Object pointing dataset rows:
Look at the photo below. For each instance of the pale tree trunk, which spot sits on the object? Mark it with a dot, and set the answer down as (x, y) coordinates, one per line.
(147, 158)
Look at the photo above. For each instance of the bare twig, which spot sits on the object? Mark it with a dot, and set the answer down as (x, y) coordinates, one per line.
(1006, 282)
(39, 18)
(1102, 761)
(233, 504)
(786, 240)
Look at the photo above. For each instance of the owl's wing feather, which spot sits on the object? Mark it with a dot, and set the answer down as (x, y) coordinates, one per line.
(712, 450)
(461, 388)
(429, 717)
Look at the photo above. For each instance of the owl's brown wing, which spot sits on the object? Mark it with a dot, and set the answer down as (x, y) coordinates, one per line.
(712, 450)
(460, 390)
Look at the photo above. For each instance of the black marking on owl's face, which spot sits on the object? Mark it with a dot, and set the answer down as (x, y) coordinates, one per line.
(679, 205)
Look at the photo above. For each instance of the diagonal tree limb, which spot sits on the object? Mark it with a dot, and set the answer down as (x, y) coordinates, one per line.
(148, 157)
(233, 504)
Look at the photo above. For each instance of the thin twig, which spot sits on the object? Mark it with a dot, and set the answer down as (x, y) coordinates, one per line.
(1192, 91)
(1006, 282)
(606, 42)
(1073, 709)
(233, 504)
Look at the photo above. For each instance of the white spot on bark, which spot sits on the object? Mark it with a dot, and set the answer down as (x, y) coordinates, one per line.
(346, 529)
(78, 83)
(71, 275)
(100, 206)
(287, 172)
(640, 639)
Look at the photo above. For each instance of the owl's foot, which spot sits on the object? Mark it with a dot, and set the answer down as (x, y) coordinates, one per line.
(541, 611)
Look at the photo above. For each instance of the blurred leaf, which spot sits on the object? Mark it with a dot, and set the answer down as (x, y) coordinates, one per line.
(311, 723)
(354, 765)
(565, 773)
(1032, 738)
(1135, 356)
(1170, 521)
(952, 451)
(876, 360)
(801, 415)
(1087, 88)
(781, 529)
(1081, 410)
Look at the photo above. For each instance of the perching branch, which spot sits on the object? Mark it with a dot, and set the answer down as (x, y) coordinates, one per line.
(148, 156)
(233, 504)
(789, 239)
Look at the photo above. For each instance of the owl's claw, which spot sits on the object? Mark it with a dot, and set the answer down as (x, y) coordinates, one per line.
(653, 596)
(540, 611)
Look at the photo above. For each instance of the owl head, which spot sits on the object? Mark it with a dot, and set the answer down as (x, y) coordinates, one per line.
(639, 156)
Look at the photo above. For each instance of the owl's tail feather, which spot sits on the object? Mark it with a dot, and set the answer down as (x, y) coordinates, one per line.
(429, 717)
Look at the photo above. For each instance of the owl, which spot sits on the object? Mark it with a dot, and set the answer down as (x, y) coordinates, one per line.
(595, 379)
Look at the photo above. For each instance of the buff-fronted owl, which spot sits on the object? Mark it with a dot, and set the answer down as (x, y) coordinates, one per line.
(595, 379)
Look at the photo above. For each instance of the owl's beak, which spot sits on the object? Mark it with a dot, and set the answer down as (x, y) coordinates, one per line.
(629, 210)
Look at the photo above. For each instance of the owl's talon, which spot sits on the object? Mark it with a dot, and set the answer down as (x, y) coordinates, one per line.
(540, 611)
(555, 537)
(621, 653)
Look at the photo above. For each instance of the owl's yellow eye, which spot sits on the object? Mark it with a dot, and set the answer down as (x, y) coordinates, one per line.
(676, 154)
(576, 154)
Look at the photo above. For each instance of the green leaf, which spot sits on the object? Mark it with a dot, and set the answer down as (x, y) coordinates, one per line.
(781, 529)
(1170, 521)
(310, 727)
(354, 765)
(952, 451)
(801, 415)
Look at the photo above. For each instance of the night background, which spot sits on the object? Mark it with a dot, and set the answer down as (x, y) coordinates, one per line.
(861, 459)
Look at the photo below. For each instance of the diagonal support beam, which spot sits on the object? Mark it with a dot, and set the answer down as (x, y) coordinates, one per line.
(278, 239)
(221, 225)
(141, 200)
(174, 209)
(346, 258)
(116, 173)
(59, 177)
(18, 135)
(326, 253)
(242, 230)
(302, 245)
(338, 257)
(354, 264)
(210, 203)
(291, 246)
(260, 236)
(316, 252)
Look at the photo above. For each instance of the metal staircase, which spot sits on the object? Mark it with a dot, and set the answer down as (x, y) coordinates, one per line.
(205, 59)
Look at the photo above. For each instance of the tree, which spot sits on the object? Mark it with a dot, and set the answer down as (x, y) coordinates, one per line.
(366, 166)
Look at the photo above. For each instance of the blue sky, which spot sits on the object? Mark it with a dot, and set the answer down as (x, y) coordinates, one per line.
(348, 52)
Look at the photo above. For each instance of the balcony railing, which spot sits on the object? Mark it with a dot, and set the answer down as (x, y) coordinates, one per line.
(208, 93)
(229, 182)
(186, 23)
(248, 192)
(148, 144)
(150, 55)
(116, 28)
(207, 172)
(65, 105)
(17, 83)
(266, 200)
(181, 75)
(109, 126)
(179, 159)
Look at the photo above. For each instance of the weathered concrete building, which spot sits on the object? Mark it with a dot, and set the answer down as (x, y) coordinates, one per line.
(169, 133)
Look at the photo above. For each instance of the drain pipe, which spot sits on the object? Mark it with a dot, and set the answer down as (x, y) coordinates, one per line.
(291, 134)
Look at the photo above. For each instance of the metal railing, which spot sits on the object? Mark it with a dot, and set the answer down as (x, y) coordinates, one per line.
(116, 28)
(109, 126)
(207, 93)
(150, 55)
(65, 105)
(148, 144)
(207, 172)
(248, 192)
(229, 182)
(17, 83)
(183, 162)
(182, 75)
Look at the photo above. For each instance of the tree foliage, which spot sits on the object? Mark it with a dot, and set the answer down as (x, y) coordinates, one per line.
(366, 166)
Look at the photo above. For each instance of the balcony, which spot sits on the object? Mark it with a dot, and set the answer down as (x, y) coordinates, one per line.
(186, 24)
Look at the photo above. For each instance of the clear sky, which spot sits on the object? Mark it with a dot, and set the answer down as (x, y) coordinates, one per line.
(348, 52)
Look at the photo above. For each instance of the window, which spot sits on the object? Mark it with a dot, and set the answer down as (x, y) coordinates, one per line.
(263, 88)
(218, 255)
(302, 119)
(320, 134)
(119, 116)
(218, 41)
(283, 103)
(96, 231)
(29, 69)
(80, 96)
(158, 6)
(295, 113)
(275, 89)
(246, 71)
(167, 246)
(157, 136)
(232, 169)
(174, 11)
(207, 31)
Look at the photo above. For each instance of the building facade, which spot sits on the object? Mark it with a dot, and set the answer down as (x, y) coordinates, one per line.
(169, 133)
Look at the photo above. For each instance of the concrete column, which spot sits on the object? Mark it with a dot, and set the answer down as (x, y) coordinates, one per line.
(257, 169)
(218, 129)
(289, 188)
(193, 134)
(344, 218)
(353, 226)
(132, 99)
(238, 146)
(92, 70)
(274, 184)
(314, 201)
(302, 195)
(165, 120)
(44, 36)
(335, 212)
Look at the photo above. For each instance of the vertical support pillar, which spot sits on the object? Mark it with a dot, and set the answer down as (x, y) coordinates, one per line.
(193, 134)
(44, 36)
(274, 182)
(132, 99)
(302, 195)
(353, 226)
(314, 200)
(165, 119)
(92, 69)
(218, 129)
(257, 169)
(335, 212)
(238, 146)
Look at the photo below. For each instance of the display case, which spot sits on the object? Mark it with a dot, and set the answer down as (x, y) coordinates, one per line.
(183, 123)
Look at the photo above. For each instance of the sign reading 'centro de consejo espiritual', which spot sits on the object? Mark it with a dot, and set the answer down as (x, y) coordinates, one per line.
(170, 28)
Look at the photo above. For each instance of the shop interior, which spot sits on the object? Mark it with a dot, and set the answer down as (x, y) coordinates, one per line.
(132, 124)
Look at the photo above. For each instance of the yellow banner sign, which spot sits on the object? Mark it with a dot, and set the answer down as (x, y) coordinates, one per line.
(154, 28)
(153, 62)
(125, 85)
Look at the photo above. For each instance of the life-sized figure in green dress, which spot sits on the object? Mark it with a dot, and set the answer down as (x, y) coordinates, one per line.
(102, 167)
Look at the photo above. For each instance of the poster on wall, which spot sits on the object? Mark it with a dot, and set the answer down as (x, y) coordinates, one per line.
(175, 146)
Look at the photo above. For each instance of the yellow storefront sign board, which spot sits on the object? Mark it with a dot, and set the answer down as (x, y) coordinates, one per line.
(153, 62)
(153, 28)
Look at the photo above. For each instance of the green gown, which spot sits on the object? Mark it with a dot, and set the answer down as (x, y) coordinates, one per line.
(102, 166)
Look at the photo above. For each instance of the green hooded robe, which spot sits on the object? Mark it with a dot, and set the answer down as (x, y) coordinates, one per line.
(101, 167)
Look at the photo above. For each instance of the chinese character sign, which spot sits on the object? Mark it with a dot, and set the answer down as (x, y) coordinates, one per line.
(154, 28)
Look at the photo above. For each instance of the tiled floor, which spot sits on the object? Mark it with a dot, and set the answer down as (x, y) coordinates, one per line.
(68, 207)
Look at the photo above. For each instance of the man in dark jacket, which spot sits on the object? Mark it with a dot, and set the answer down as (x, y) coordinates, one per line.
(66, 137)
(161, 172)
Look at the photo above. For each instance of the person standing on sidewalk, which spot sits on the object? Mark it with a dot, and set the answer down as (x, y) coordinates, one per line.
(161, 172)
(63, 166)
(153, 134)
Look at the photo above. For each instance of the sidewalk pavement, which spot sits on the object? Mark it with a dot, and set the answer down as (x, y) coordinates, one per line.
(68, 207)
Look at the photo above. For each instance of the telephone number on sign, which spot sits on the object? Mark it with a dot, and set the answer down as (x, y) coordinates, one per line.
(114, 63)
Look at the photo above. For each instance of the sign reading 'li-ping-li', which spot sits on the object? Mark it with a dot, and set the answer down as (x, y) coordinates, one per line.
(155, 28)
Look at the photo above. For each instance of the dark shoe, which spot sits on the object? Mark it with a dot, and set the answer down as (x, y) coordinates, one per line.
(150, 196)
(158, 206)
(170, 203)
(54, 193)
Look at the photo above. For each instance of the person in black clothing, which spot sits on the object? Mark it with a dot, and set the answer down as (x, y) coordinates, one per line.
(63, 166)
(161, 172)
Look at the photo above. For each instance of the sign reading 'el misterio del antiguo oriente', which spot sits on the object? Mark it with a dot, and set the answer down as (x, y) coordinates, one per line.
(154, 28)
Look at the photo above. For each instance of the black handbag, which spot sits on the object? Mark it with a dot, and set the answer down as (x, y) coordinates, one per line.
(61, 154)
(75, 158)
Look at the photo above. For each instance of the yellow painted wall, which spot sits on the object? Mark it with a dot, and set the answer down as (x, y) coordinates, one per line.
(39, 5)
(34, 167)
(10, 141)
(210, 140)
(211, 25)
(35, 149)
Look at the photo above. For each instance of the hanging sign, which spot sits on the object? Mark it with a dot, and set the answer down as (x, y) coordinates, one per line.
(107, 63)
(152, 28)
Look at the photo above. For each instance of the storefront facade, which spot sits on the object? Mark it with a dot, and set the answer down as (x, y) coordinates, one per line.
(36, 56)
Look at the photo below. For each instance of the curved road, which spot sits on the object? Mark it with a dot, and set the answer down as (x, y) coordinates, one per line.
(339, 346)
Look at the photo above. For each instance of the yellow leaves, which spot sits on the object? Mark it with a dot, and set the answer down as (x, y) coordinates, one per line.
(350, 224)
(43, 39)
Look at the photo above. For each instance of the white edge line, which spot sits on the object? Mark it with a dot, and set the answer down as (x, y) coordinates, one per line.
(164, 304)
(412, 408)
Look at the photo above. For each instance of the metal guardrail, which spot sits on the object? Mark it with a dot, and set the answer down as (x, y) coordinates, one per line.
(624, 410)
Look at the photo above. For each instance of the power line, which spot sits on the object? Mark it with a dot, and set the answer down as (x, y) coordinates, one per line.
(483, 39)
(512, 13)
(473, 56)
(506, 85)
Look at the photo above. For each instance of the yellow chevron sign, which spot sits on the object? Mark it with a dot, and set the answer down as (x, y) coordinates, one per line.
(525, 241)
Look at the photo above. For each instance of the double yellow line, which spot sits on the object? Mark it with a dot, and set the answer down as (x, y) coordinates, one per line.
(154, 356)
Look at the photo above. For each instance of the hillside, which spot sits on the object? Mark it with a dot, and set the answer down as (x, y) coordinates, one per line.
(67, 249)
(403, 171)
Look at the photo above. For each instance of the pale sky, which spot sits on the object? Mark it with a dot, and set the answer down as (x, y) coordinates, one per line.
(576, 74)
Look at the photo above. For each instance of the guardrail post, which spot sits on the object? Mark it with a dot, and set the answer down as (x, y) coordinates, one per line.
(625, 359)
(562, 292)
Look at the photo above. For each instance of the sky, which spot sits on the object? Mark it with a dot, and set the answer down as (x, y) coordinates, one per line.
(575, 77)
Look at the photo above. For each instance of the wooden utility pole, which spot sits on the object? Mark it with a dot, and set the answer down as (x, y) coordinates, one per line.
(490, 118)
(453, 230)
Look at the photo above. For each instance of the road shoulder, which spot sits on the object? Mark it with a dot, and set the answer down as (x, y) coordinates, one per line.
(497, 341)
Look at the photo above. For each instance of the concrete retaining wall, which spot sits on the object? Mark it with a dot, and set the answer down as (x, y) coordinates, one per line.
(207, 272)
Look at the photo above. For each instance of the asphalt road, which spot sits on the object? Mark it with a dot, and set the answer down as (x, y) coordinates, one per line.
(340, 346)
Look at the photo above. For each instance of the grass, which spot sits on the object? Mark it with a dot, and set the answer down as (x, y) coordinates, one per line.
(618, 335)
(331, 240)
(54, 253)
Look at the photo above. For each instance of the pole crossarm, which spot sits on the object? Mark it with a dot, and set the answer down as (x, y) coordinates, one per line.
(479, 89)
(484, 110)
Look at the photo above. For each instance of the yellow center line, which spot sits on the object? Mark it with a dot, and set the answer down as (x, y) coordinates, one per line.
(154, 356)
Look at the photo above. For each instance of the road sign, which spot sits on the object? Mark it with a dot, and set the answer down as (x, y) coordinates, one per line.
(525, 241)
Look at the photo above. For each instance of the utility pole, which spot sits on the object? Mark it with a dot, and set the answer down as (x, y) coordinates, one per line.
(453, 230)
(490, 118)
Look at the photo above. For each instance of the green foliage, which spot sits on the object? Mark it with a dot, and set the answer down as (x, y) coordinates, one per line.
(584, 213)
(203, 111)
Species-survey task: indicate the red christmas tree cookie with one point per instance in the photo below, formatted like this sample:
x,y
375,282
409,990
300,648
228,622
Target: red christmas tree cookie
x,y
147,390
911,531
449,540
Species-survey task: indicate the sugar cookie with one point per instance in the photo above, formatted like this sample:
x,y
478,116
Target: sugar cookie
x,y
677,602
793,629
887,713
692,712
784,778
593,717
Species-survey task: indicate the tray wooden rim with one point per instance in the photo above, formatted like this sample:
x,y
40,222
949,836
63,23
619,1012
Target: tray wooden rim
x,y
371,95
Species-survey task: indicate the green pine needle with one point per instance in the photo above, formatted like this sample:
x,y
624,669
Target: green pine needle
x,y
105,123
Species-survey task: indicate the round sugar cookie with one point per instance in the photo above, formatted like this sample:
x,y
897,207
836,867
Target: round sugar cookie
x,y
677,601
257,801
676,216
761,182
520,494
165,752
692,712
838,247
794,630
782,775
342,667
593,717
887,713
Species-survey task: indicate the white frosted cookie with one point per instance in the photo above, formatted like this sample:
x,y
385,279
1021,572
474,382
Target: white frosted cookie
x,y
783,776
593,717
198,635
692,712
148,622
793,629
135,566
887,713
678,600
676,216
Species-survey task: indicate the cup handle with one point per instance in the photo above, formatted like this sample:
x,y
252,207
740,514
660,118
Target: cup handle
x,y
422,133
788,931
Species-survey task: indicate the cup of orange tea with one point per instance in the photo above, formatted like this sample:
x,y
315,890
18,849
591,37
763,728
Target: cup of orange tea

WRITTEN EXERCISE — Repeat word for word every line from the one that holds "Species-survey task: indicate the red" to the end. Both ends count.

RESULT BELOW —
Species-survey task: indicate the red christmas tree cookie with one point per instance in the photo below, formatted like this sample:
x,y
375,282
409,990
300,648
228,622
Target: red christmas tree cookie
x,y
147,390
911,531
449,540
Species-survey task: indicate the sugar cookie with one point per instance in the photo above, formatted like this sample:
x,y
478,116
Target: sugar cookie
x,y
677,602
793,629
887,713
692,712
784,778
593,717
Species-survey task: indicate the tray wooden rim with one point per instance in the photo above, formatted like this sample:
x,y
40,222
949,836
63,23
619,1012
Target: tray wooden rim
x,y
371,95
Species-survey task: indicate the green pine needle with one point per instance in the photo above, formatted like this sample:
x,y
624,669
Target: green pine needle
x,y
105,123
Species-survey task: indicate the round sugar cookie with one point per instance in the photo above, formatted like this sample:
x,y
897,207
836,867
Target: round sugar cookie
x,y
677,601
257,801
676,216
761,182
520,494
165,752
692,712
838,247
794,630
782,775
342,667
593,717
887,713
Species-survey task: indicate the white frosted cookie with one point per instance in the photo above, formatted like this sample:
x,y
385,279
1021,572
474,382
Target: white frosted cookie
x,y
783,776
593,717
198,635
692,712
148,622
793,629
135,566
887,713
678,600
676,216
Species-survey task: indicate the cup handle with one point per instance in the photo above, formatted like this sample:
x,y
252,207
740,514
660,118
Target: cup handle
x,y
422,133
788,931
Species-survey task: indicate the cup of orange tea with one point per instance in the photo above, formatted like this sample:
x,y
315,890
18,849
591,37
763,728
Target: cup of orange tea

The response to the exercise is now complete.